Guidance

Splink: MoJ’s open source library for probabilistic record linkage at scale

Updated 16 July 2021

1. Introduction

The Ministry of Justice (MoJ) has received funding from ADR UK for an ambitious programme of work called Data First, which aims to improve the quality of the department’s data to enable better research. As part of this work, a new team has been established to develop and implement cutting edge approaches to data linkage at scale.

2. Business problem

The MoJ and its agencies have numerous administrative data systems. These systems were developed at different times for different purposes, and there is no consistent person identifier that is used across systems.

This results in challenges when analysts and researchers need to perform analysis that spans multiple systems, such as understanding journeys through the justice system, or repeat users of justice services. Improvements to linked data have the potential to unlock important new insights - for example improved research into the effectiveness of justice system interventions.

3. Deciding on an approach

Overall, the data from these systems amounts to tens of millions of distinct records each of which refers to an individual but lacks a consistent identifier.

The new data linking team began by investigating the various data sets and working with their customers to understand their user needs. They found that their approach to data linking needed to:

  • be fast enough to link up to around 100 million records
  • have a transparent methodology that could be explained by the team, and understood by users
  • have as high accuracy as possible given data quality
  • be flexible enough to accommodate a wider variety of input data and link multiple data sets together - including data sets that needed to be both de-duplicated as well as linked

To determine an approach, the team started with desk research into data linking theory and practice, and a review of existing open source software implementations.

One of the most common theoretical approaches described in the literature is the Fellegi-Sunter model. This statistical model has a long history of application for high profile, important record linking tasks such as in the US Census Bureau and the UK Office for National Statistics (ONS). The model takes pairwise comparisons of records as an input, and outputs a match score between 0 and 1, which (loosely) can be interpreted as the likelihood of the two records being a match. Since the record comparison can be either two records from the same data set, or records from different data sets, this is applicable to both deduplication and linkage problems, including linking an arbitrary number of data sets.

• **Direction**: In the Splink guidance, switch "researchers" for "statisticians" and write out the passage from "This results in" to "a consistent identifier.".

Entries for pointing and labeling
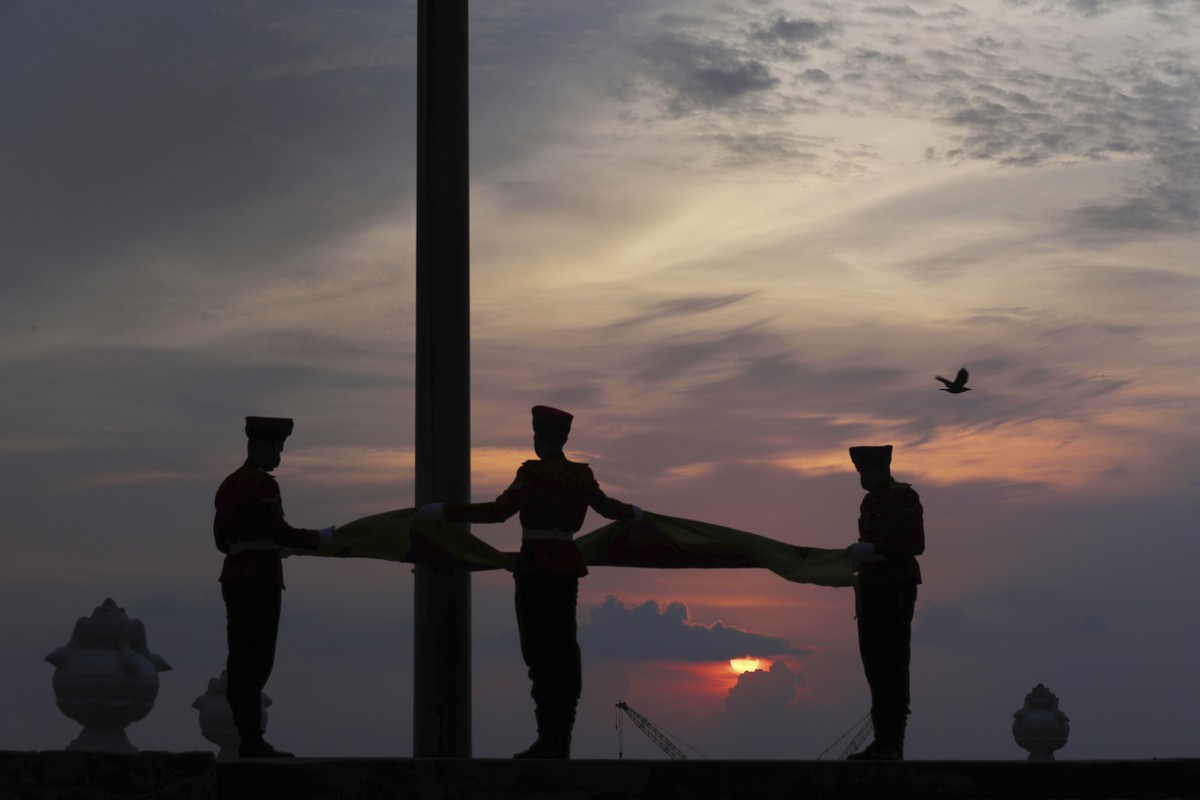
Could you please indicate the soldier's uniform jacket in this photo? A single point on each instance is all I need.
(250, 513)
(894, 522)
(551, 495)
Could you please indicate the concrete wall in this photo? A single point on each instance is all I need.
(197, 776)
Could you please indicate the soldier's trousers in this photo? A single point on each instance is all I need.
(252, 625)
(885, 635)
(545, 606)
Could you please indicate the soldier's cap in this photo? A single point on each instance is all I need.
(871, 456)
(268, 428)
(551, 421)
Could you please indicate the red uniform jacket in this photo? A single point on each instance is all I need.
(250, 509)
(551, 494)
(894, 522)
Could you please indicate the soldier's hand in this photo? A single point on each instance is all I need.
(864, 552)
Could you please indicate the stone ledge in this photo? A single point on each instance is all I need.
(79, 775)
(197, 776)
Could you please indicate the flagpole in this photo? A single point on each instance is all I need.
(442, 595)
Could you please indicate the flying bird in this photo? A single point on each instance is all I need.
(958, 385)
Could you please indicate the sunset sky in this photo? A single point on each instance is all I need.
(733, 238)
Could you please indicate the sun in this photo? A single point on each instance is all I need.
(745, 663)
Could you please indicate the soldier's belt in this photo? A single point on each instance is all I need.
(539, 534)
(252, 545)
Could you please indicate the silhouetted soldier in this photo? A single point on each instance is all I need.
(552, 495)
(891, 536)
(251, 531)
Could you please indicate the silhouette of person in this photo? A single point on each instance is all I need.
(891, 536)
(250, 529)
(552, 495)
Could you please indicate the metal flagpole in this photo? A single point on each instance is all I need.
(442, 607)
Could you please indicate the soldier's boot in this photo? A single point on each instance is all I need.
(250, 728)
(259, 747)
(888, 745)
(553, 737)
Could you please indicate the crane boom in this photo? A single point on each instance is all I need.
(648, 728)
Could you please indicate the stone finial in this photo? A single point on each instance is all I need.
(106, 678)
(216, 717)
(1039, 727)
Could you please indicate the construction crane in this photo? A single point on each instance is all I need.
(658, 737)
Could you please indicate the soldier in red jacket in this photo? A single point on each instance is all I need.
(250, 529)
(552, 495)
(891, 536)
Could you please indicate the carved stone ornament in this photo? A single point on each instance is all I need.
(216, 717)
(1041, 727)
(106, 678)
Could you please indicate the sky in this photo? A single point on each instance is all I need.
(733, 238)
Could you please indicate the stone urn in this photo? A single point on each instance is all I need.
(1041, 727)
(216, 717)
(106, 678)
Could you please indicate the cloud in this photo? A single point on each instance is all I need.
(702, 74)
(648, 632)
(763, 692)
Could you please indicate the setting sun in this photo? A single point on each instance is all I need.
(745, 663)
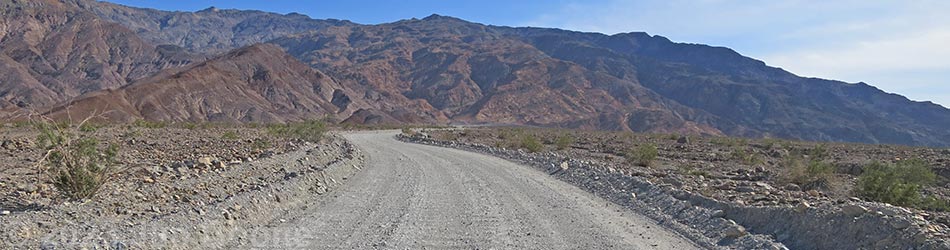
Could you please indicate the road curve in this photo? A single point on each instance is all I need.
(414, 196)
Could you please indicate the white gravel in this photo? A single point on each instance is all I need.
(413, 196)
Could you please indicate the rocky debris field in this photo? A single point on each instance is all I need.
(714, 193)
(175, 188)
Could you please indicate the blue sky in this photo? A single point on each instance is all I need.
(898, 46)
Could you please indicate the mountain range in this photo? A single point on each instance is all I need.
(70, 58)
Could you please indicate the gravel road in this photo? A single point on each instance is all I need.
(414, 196)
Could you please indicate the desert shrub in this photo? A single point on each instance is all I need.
(189, 125)
(531, 143)
(819, 152)
(447, 136)
(89, 127)
(78, 164)
(261, 144)
(898, 183)
(729, 141)
(809, 173)
(563, 141)
(230, 135)
(644, 155)
(746, 155)
(149, 124)
(312, 130)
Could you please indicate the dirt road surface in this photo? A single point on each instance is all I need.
(413, 196)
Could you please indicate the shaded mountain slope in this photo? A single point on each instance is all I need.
(442, 69)
(762, 99)
(258, 83)
(51, 51)
(208, 31)
(471, 74)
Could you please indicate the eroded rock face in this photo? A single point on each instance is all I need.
(258, 83)
(442, 69)
(51, 51)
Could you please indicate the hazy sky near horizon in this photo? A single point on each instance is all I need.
(899, 46)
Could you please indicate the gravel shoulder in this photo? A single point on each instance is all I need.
(183, 204)
(413, 196)
(718, 202)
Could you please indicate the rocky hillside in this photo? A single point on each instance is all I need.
(50, 51)
(258, 83)
(442, 69)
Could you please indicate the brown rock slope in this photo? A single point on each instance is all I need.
(471, 74)
(51, 51)
(208, 31)
(258, 83)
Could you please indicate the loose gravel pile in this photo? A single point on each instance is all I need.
(178, 189)
(731, 204)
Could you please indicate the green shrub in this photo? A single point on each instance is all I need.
(261, 144)
(89, 127)
(809, 174)
(189, 125)
(746, 156)
(78, 164)
(819, 152)
(898, 184)
(563, 141)
(230, 135)
(312, 130)
(644, 155)
(149, 124)
(530, 143)
(729, 141)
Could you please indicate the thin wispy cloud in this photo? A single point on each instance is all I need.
(899, 46)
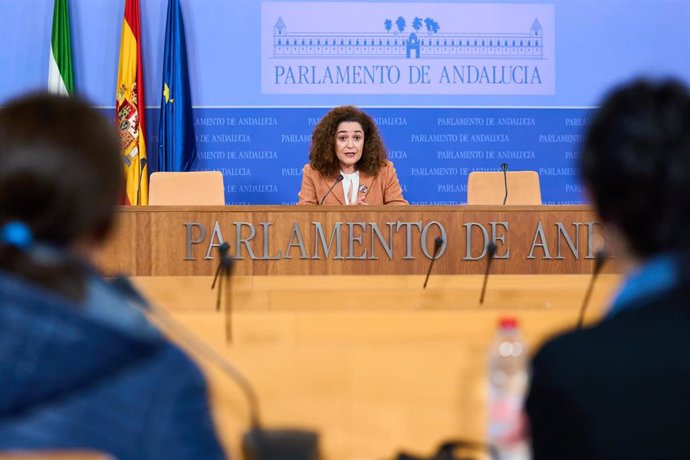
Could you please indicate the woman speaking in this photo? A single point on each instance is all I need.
(348, 164)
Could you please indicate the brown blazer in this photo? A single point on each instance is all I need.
(383, 188)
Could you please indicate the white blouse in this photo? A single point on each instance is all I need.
(351, 185)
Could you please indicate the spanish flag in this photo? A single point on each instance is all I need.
(129, 108)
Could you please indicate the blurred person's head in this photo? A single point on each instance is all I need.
(635, 163)
(60, 177)
(346, 139)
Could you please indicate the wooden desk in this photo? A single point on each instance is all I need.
(375, 364)
(336, 240)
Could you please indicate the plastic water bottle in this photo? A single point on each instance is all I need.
(508, 377)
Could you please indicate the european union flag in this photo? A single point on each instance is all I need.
(177, 148)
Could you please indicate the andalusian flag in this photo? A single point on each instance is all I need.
(60, 72)
(129, 107)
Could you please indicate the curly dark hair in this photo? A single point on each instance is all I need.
(635, 162)
(322, 151)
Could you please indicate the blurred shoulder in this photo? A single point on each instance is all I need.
(388, 168)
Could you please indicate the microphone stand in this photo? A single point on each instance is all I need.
(224, 272)
(490, 252)
(504, 168)
(599, 259)
(438, 242)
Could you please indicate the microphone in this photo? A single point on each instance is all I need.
(438, 242)
(258, 443)
(504, 168)
(490, 253)
(338, 180)
(142, 164)
(225, 262)
(599, 260)
(224, 273)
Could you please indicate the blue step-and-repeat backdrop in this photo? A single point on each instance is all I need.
(454, 87)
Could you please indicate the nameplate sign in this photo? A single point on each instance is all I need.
(282, 240)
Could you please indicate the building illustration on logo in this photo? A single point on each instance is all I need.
(392, 44)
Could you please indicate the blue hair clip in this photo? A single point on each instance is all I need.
(16, 234)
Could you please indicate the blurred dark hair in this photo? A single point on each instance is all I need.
(322, 151)
(61, 175)
(635, 163)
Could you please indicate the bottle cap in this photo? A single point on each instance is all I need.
(507, 322)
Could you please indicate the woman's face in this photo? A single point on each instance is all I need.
(349, 145)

• **Finished exercise**:
This results in challenges when analysts and statisticians need to perform analysis that spans multiple systems, such as understanding journeys through the justice system, or repeat users of justice services. Improvements to linked data have the potential to unlock important new insights - for example improved research into the effectiveness of justice system interventions.

3. Deciding on an approach

Overall, the data from these systems amounts to tens of millions of distinct records each of which refers to an individual but lacks a consistent identifier.